**演習課題**
萩尾望都『一度きりの大泉の話』を取り上げた文書抜粋を、二文で要約してください。

**文書抜粋**
萩尾望都『一度きりの大泉の話』(河出書房)

※この本の重大なネタバレはしていないつもりですが、気になる方は読了後いらしてください。

 


 萩尾望都さんの『一度きりの大泉の話』(河出書房)が刊行された。

 

一度きりの大泉の話

一度きりの大泉の話

  • 作者:萩尾望都
  • 発売日: 2021/04/21
  • メディア: 単行本
 
一度きりの大泉の話

一度きりの大泉の話

 

 

 この本が出ると聞いて「ついに」と思った人は多いと思う。私もそのひとり。出ると思っていなかった本だった。なんででると思っていなかったのかというと、人に話せるのならもうとっくに話していたはずだから、としか言えない。

 

https://twitter.com/mtblanc_a/status/1371456787363237891

 https://twitter.com/mtblanc_a/status/1371456788629917703

 

 発売告知が出た直後にこうしたつぶやきをしたのは、↑のように思っていたから。


 東京に来た時に同居していたこと自体は、何かのついでにお話しされることはあったので特に隠しておられなかったという認識でいた。
 とはいえ、竹宮さんが語ってきた分量と比べると萩尾さんの語ってきた分量はあまりに少ない。一読者としては、そこにアンバランスなものを感じることしかできなかった。

 少女まんが関連の解明されないであろう謎はいくつもあって、これもこのままだろうと思っていたところにこの本が出るという。担当編集さんの尽力に感謝したい。


 萩尾さんのまんがは割と電子化されているのだけど、活字の本やムック的なものはだいたい電子化されていない。しかし、この本は電子版が最初から出ることになっていた。
 と、いうことで発売日0時になると共に電子版を購入。ざっくり読了。


 思っていたより山岸先生の話が出てきてうれしい。山岸先生御自身が語られる印象よりは大泉に行ってたみたい。
 池田いくみさん、佐藤史生さんといった故人の話もこうしたかたちで残してくれたこともうれしい(いわゆる「大泉サロン」というといろんな人が出入りしていたけれど池田いくみさんの名前はなかなか出てこない)。

 その一方で、竹宮さんについてはどうしても必要な肝心のところ以外は、語られていないように感じてしまう。読む前の予想では、竹宮さんの話がメインで他の人は流れで出るカンジかなーと思っていたのでよけいにそう思う。

**データ一覧**
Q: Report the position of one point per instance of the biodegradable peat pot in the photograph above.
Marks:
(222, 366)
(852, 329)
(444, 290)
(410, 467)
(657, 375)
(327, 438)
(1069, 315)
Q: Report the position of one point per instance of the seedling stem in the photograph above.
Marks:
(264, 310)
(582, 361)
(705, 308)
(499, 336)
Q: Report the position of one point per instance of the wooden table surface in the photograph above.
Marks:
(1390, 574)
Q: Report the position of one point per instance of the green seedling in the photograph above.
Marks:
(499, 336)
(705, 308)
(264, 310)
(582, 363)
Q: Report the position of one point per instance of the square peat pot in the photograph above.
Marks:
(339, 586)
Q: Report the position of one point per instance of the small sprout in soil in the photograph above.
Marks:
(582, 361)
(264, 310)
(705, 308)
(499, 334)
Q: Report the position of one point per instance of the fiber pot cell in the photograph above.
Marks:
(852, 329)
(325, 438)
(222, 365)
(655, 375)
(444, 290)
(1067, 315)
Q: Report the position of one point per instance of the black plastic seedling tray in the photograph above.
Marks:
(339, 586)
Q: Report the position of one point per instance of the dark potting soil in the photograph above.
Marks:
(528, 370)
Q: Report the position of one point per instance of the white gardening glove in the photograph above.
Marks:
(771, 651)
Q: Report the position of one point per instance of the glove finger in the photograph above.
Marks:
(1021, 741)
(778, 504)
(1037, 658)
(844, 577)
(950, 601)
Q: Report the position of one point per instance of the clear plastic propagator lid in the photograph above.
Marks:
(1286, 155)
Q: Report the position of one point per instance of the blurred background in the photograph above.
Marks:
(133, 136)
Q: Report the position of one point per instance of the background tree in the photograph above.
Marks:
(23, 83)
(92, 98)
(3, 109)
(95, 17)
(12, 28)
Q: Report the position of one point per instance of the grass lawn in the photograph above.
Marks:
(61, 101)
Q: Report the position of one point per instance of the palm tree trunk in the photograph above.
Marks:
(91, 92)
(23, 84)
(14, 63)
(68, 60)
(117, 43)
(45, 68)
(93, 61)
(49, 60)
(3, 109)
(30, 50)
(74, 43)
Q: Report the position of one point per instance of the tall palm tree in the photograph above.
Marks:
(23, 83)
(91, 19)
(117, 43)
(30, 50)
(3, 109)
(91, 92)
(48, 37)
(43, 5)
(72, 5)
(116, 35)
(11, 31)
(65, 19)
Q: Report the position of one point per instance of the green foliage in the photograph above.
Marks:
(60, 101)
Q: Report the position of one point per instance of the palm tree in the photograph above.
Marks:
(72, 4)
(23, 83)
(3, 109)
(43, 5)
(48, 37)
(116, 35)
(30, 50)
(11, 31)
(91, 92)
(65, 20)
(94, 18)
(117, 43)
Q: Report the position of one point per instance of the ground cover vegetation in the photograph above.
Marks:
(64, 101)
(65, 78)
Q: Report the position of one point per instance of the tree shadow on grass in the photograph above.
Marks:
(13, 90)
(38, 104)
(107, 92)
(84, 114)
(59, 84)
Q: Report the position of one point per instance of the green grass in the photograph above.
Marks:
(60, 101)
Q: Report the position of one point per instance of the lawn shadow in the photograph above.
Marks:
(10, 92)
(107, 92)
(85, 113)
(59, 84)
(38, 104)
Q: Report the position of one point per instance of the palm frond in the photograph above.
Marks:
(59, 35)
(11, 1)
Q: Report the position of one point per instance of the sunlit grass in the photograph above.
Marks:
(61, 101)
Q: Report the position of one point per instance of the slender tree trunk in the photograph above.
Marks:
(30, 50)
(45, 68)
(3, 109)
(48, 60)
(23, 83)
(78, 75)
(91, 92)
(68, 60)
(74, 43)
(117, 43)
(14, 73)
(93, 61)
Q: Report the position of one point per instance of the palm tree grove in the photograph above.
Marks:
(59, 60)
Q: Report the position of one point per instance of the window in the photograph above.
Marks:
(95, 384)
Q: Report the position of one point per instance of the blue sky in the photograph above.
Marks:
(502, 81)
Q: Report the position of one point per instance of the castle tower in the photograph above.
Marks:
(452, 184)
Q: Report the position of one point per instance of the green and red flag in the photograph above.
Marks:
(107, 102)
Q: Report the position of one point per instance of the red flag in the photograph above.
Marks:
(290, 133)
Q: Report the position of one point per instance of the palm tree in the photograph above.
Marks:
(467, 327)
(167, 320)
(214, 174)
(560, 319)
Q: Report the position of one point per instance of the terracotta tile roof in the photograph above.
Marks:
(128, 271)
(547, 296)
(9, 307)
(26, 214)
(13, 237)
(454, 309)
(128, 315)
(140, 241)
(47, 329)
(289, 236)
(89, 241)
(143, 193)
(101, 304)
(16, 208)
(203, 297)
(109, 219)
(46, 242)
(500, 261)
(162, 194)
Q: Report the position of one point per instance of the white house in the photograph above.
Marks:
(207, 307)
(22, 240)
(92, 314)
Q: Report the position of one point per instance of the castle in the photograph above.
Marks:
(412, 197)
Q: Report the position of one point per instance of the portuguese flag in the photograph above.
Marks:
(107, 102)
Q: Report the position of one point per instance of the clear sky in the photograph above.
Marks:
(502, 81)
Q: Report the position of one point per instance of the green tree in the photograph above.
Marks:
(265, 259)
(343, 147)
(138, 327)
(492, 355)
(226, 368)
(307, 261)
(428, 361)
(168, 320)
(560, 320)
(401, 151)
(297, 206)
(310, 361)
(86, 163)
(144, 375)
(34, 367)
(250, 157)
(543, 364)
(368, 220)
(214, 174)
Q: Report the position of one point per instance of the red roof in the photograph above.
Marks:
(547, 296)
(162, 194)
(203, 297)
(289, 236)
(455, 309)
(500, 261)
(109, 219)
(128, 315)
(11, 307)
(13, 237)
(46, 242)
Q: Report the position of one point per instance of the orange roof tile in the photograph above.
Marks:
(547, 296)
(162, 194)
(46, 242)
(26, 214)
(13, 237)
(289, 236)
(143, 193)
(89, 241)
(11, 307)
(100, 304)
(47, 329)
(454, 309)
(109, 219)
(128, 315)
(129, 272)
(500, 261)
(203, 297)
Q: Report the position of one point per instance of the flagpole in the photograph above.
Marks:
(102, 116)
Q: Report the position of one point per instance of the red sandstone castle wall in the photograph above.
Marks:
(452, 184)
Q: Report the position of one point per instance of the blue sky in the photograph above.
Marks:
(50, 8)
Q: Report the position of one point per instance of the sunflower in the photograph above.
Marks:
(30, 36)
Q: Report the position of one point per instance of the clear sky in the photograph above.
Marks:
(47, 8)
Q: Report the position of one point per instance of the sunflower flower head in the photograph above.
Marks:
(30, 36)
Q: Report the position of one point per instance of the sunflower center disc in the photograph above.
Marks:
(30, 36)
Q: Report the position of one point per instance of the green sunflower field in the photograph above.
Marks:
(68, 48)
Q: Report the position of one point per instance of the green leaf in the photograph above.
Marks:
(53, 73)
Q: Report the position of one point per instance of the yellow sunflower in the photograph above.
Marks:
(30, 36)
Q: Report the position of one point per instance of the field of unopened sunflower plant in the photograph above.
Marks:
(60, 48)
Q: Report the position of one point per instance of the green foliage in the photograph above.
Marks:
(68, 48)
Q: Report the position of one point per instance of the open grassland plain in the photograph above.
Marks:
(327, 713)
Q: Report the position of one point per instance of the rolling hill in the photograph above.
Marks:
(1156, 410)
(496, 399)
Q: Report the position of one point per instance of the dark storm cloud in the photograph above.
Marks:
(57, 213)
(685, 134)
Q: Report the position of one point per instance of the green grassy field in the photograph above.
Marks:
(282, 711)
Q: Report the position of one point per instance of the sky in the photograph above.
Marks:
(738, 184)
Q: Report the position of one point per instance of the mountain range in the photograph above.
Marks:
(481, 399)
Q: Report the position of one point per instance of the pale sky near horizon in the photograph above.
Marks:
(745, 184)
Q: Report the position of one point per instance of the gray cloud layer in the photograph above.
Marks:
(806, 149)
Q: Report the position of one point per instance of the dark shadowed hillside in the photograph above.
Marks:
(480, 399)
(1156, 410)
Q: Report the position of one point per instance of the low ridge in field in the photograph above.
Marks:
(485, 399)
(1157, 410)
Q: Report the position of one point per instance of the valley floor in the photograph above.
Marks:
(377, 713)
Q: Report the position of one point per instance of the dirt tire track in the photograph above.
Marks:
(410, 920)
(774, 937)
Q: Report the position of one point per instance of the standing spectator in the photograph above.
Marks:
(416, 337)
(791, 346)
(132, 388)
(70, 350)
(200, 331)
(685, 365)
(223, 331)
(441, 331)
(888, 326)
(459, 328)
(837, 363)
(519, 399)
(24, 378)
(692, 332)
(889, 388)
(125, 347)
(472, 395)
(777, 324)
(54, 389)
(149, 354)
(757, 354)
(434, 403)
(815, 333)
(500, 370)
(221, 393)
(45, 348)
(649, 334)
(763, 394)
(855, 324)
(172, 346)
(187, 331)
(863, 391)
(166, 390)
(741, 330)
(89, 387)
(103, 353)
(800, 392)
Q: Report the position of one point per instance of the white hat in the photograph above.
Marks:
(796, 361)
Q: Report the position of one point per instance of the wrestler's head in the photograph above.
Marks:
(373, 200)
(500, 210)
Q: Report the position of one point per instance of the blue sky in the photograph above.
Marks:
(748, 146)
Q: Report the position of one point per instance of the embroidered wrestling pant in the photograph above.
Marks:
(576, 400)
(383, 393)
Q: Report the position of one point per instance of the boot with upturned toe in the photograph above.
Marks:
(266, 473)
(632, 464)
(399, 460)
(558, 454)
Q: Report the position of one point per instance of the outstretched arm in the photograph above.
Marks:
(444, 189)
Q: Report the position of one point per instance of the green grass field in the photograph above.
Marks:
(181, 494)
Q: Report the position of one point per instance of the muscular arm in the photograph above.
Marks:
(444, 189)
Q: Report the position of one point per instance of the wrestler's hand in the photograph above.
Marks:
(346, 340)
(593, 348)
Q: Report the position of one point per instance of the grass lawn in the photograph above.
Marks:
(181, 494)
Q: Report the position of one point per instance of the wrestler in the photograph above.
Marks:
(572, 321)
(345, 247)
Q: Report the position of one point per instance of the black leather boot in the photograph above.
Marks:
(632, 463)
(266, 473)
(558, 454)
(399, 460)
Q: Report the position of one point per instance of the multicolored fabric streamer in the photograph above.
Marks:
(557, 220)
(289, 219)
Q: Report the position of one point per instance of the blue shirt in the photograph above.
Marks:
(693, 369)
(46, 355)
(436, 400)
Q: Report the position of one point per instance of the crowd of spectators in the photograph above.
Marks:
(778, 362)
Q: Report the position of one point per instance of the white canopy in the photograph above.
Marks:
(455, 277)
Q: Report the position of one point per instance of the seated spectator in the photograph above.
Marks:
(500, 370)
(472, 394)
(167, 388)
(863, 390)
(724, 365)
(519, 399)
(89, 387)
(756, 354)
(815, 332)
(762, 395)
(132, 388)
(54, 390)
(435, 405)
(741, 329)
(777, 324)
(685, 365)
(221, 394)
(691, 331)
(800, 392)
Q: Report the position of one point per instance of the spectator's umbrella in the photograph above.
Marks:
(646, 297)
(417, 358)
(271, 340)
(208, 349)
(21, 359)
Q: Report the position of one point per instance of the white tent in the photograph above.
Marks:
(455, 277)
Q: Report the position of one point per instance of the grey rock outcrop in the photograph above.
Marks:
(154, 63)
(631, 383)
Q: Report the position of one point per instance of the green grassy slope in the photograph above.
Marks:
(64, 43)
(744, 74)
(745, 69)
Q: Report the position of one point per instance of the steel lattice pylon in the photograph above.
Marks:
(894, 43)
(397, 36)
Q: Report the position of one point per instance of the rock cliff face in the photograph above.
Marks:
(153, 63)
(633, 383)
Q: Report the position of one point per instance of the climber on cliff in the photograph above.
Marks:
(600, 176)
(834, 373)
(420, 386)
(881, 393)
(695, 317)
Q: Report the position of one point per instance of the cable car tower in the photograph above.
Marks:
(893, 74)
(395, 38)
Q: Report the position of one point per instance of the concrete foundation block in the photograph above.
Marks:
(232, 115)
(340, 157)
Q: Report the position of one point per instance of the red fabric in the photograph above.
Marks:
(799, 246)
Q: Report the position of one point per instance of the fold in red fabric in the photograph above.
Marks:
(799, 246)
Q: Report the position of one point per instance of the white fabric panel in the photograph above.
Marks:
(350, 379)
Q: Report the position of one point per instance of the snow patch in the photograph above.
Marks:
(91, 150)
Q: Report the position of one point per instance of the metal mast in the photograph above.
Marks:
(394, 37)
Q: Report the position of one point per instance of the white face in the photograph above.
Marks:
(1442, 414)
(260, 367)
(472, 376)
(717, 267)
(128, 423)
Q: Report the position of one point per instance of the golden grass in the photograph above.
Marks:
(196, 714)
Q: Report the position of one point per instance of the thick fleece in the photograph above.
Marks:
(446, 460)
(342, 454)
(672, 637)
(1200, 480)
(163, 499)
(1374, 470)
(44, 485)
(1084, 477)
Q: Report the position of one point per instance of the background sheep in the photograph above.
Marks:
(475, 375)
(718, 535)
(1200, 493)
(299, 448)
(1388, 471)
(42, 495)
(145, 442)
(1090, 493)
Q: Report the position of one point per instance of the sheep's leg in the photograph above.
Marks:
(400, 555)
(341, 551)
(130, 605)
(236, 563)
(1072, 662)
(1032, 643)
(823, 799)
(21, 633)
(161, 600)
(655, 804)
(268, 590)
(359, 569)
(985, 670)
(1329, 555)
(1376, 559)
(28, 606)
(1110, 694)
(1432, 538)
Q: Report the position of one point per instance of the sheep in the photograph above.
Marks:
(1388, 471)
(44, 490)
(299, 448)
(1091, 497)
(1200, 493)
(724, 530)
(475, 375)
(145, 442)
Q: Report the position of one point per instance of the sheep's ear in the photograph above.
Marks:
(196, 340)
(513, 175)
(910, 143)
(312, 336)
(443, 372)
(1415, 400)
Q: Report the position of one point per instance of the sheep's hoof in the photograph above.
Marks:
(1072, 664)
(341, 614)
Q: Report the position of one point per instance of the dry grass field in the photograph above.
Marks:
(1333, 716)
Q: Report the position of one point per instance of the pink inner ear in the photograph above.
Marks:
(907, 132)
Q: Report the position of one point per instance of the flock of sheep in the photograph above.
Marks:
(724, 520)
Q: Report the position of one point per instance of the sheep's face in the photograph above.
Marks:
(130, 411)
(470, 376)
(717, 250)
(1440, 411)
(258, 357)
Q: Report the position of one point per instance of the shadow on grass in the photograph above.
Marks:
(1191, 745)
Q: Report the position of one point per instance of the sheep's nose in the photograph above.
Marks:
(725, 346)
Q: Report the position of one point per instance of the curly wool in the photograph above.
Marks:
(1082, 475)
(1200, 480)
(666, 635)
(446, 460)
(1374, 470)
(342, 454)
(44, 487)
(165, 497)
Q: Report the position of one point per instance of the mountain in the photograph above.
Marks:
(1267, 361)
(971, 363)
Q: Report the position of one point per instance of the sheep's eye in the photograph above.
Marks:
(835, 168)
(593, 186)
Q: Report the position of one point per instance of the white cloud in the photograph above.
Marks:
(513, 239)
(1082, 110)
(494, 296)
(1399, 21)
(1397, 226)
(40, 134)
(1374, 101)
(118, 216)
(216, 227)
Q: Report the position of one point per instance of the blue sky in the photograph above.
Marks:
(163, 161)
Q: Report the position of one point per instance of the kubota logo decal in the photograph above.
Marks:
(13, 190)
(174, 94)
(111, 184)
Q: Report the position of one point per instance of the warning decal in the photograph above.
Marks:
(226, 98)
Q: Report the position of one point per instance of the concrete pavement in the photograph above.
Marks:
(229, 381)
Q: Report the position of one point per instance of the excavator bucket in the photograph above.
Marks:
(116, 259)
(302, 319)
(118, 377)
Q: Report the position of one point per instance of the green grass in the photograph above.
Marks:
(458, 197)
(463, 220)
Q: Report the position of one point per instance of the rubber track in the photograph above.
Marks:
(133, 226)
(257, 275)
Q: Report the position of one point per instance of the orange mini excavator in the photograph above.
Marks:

**解答**
萩尾望都『一度きりの大泉の話』(河出書房)が刊行され、筆者は出ると思っていなかったこの本を発売日0時に電子版で購入し、ざっくり読了した。山岸先生や、池田いくみさん、佐藤史生さんといった故人の話が出てくることをうれしく思う一方で、竹宮さんについては肝心のところ以外は語られていないように感じている。